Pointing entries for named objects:
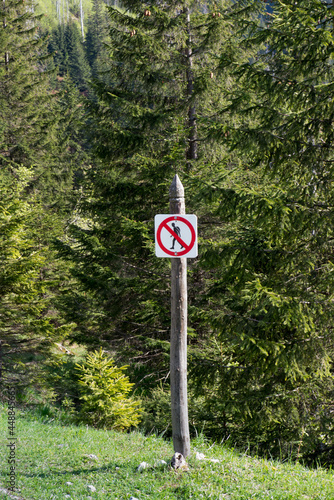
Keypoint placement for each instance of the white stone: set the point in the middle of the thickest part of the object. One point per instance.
(160, 463)
(142, 466)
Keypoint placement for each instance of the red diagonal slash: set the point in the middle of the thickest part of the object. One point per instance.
(182, 243)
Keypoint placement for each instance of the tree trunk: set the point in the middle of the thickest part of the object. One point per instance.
(178, 340)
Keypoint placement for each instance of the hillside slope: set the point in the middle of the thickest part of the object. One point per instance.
(57, 462)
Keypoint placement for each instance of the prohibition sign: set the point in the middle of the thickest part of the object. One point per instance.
(186, 238)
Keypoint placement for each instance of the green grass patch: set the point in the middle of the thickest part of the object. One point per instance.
(50, 455)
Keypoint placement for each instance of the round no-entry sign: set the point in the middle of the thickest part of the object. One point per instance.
(175, 235)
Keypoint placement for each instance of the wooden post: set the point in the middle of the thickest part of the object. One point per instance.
(178, 338)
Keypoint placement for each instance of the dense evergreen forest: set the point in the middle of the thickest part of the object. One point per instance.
(100, 105)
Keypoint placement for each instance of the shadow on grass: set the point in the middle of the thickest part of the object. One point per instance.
(76, 472)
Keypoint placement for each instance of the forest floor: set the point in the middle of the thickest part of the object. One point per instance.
(54, 461)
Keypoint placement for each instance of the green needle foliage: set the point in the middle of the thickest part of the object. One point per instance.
(105, 394)
(272, 300)
(150, 117)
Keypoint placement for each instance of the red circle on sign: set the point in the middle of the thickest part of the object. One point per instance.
(164, 225)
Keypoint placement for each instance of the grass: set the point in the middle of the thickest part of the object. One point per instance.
(50, 455)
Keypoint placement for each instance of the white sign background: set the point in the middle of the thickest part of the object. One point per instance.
(164, 236)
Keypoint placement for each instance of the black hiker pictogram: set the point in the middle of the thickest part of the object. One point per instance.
(177, 231)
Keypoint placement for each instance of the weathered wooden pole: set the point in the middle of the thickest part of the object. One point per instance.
(178, 338)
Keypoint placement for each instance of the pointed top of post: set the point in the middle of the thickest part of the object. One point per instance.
(176, 189)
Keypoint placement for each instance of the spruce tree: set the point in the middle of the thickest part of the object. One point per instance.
(272, 297)
(153, 119)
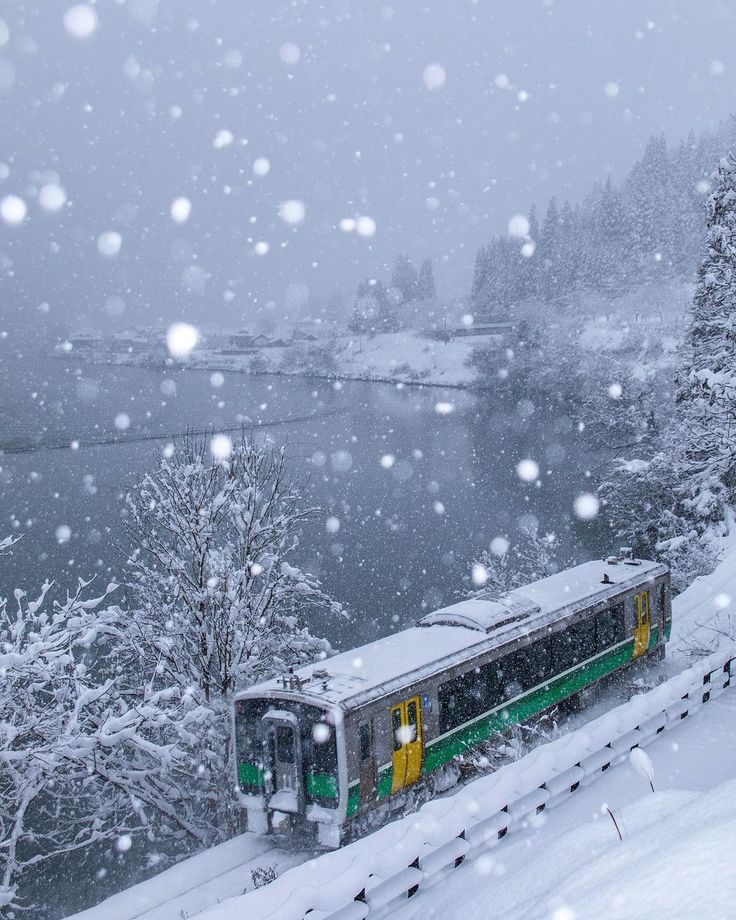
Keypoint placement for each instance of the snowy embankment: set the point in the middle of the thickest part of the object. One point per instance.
(398, 357)
(695, 756)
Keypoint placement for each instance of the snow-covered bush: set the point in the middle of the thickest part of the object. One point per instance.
(218, 603)
(532, 556)
(81, 744)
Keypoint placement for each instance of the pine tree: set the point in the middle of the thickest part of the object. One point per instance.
(404, 279)
(425, 284)
(707, 392)
(220, 603)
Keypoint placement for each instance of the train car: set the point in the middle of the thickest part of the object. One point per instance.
(328, 747)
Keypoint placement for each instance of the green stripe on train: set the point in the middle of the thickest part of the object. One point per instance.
(250, 774)
(322, 785)
(438, 753)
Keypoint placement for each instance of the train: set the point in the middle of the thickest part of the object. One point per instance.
(326, 750)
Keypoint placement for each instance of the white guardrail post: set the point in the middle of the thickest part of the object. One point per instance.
(417, 851)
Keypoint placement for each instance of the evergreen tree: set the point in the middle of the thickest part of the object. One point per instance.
(425, 284)
(707, 392)
(369, 308)
(404, 279)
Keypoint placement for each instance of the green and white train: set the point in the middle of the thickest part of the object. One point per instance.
(327, 747)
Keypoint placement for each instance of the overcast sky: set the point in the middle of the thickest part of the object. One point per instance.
(437, 121)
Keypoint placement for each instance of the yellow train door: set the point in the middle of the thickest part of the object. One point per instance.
(641, 630)
(406, 735)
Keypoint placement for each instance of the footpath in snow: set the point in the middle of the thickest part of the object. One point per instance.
(676, 861)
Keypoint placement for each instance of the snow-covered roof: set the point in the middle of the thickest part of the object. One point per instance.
(355, 677)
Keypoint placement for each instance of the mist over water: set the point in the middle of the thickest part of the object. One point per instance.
(409, 495)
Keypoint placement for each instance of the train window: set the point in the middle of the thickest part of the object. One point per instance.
(582, 638)
(515, 673)
(563, 652)
(285, 744)
(540, 659)
(396, 728)
(411, 719)
(609, 627)
(248, 729)
(470, 695)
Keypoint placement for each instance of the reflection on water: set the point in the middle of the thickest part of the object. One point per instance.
(413, 482)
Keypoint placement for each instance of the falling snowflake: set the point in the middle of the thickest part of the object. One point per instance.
(527, 470)
(181, 339)
(586, 506)
(80, 21)
(435, 76)
(13, 209)
(292, 211)
(109, 243)
(181, 208)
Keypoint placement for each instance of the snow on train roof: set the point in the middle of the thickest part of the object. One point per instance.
(363, 673)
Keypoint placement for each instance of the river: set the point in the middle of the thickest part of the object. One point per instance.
(420, 479)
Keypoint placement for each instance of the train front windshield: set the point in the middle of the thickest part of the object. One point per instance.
(317, 740)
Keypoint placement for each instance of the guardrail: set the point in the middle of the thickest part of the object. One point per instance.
(368, 878)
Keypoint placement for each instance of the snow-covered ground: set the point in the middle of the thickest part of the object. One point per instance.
(675, 861)
(568, 864)
(643, 328)
(404, 357)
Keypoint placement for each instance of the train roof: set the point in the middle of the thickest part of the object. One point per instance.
(452, 634)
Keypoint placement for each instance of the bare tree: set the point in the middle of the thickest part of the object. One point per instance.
(219, 602)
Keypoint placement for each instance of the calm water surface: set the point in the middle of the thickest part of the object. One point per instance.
(409, 526)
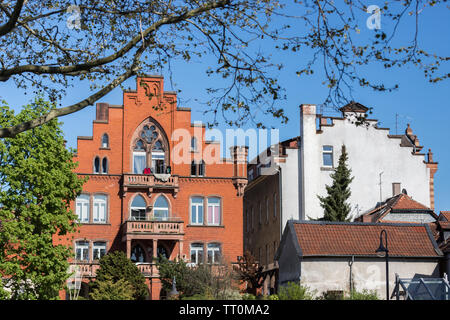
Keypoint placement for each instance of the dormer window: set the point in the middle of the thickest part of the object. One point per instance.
(150, 151)
(193, 144)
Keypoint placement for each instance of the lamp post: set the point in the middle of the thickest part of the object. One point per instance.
(383, 251)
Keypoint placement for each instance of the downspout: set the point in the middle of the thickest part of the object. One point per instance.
(280, 188)
(350, 263)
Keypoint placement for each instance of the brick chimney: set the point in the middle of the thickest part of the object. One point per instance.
(102, 112)
(433, 168)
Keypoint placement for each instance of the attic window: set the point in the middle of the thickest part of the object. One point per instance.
(327, 153)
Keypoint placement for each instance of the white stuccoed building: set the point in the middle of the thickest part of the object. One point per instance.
(382, 164)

• [Exercise brief]:
Output every line of the rows above as a numbered list, omitting blank lines and excluding the pictures.

• [Task response]:
1. Keypoint placement for each instance of the white stone: set the point in the middle of the thickest part of the object. One point per instance.
2. (160, 463)
3. (142, 466)
4. Keypoint placement for each instance of the red diagonal slash: set the point in the middle of the thickest part of the object. One point per instance.
5. (182, 243)
6. Keypoint placement for each instance of the tree trunk: set the point in the middle of the thickest part of the object. One point per instance.
7. (178, 340)
8. Keypoint placement for each instance of the hillside slope: set the point in the middle of the thickest part of the object. One point per instance.
9. (57, 462)
10. Keypoint placement for each instance of the prohibition sign: set the point in the middle of the thickest part of the object. One point per instance.
11. (186, 238)
12. Keypoint placement for each instance of the green grass patch: set the point in the middle of the thickest part of the object. One point per instance.
13. (50, 455)
14. Keypoint placement for each instance of the round no-entry sign: set the point in the middle of the thickest part of the object. One point per instance.
15. (175, 235)
16. Keypoint placement for each instance of the wooden post: set the point in the middle of the thickest part of the object. One point per instance.
17. (178, 338)
18. Keypoint placement for each instance of the dense evergreen forest: set the point in the middle of the thickest part of the object. One point per instance.
19. (100, 105)
20. Keypoint placement for each instance of the shadow on grass: set the point in the middle of the thickest part of the object. One point per instance.
21. (76, 472)
22. Keypoint placement for each instance of the forest floor: set the point in the middle of the thickest part of the object. One point per instance.
23. (54, 461)
24. Keypoint placement for each instance of the green needle foliage: set the point in the middle of the thickest part of the object. One point per instance.
25. (105, 394)
26. (272, 300)
27. (150, 117)
28. Keypoint placement for each instance of the red circle on sign: set the point in the middle of the thickest part of the object. One point per instance.
29. (164, 225)
30. Keypoint placement for each instance of the grass: set the point in the middle of the thickest part of the object. One point per instance.
31. (50, 455)
32. Keypoint placement for each instance of the white sign background: set the point in the middle of the thickest part of the object. One point per instance.
33. (164, 236)
34. Keypoint placement for each instance of the black hiker pictogram: set the point in the middle of the thickest part of the object. One point per instance.
35. (177, 231)
36. Keypoint placement for each instance of the weathered wooden pole: set the point in the middle of the thickest part of the object. One point per instance.
37. (178, 338)
38. Keypoint placement for each instance of the pointed top of post: set the point in the middle of the thickest part of the object. One point per instance.
39. (176, 189)
40. Keypoint placement for each instance of the spruce tree: set the point in the middle of the thickest part of the object. One point per instance.
41. (272, 297)
42. (153, 119)
43. Keypoint placement for each instance of the snowy embankment: set the point in the middle of the thickest part of the object. One point per instance.
44. (398, 357)
45. (695, 756)
46. Keypoint placement for each instance of the snow-covered bush: set the point in the middle of the thickest part of the object. One point per instance.
47. (218, 603)
48. (532, 556)
49. (81, 744)
50. Keypoint placement for each instance of the pine tree: set the point in the middle of the thickest part of the object. One point per instance.
51. (404, 279)
52. (425, 284)
53. (707, 392)
54. (220, 603)
55. Keypoint placement for each instance of the train car: set the point in the middle of the thickest part of the object. One point per instance.
56. (328, 747)
57. Keypoint placement for each instance of the green stripe on train: set the point in the middle of the thickest part of the object. One point per instance.
58. (250, 774)
59. (322, 785)
60. (438, 753)
61. Keypoint placement for each instance of the train: set the point in the middle of the thickest part of the object. One point per instance.
62. (326, 750)
63. Keypoint placement for each instance of the white guardrail post: set the point in the middle of the thickest part of the object. One point per instance.
64. (417, 851)
65. Keypoint placement for each instance of the evergreen tree: set the point in the middle of the thickest part of the object. One point per instance.
66. (425, 284)
67. (707, 392)
68. (369, 308)
69. (404, 279)
70. Keypoint placement for each instance of the green and white train: set the point in the middle of the thickest part of the object. One point per instance.
71. (327, 747)
72. Keypoint placement for each instance of the overcast sky: set the point in the middle of the thickest part of the object. One point per instance.
73. (437, 121)
74. Keypoint placement for each instance of the yellow train door: set the point in the middle of the thickest part of the object. One point per instance.
75. (641, 630)
76. (406, 735)
77. Keypoint placement for each instance of the footpath in snow: set the point in the middle of the thickest part of the object. One point per instance.
78. (676, 861)
79. Keypoint placement for each instance of the snow-covered roof: set the point in the middle of the thickest part of the object. One point per instance.
80. (355, 677)
81. Keypoint placement for each instance of the mist over water: set the point in the middle of the thickest part of the object. One point per instance.
82. (409, 495)
83. Keypoint placement for each instance of the train window: set the point in the middle of the thickest part of the object. One point per instance.
84. (582, 638)
85. (515, 673)
86. (563, 652)
87. (285, 744)
88. (540, 659)
89. (396, 728)
90. (411, 719)
91. (609, 627)
92. (248, 729)
93. (470, 695)
94. Keypoint placement for each instance of the reflection on water: set the point in the middle of the thickest part of the object. One point per instance.
95. (413, 482)
96. Keypoint placement for each instance of the falling snowflake: set the point in the middle of the thickest part of the object. One point per instance.
97. (527, 470)
98. (181, 339)
99. (586, 506)
100. (80, 21)
101. (435, 76)
102. (13, 209)
103. (292, 211)
104. (109, 243)
105. (181, 208)
106. Keypoint placement for each instance of the snow on train roof: set the point in the middle of the thickest part of the object. One point per instance.
107. (363, 673)
108. Keypoint placement for each instance of the river: set the point in the middle of the thickest part of the object. One point per instance.
109. (420, 479)
110. Keypoint placement for each instance of the train front windshield: set the point in the middle of the thickest part of the object. One point per instance.
111. (317, 740)
112. Keypoint placement for each instance of the guardrail: set the point in the middle of the thickest part of the object. One point per instance.
113. (368, 878)
114. Keypoint placement for each instance of the snow-covered ground: set the point in the middle of the thickest part of the object. One point per instance.
115. (675, 861)
116. (568, 864)
117. (643, 328)
118. (404, 357)
119. Keypoint placement for each instance of the train roof: set the point in the middle of the thickest part of the object. One point per instance.
120. (452, 634)
121. Keypoint placement for each instance of the bare tree: set the point in the middle of the thickest part of the object. One point per instance.
122. (219, 602)
123. Keypoint placement for each instance of the calm water surface: set the point in the middle of the thickest part of the object. One point per instance.
124. (409, 526)
125. Keypoint placement for each instance of the dormer window: set the point in the middle of the thickest part of the object. One point per instance.
126. (150, 151)
127. (193, 144)
128. Keypoint placement for each instance of the lamp post: set the point in the middle of the thickest part of the object. One point per instance.
129. (383, 251)
130. Keypoint placement for each instance of the downspout: set the point in the middle of the thickest part of the object. One point per instance.
131. (280, 188)
132. (350, 263)
133. Keypoint placement for each instance of the brick chimney: set the point in the middle of the thickest part of the object. One point per instance.
134. (102, 112)
135. (433, 168)
136. Keypoint placement for each instance of the attic window: set the point in the middle of the thickest part of the object. One point per instance.
137. (327, 153)
138. Keypoint placement for each instance of the white stuccoed building: set the point in the middle of the thickest part of the object. One point per instance.
139. (382, 164)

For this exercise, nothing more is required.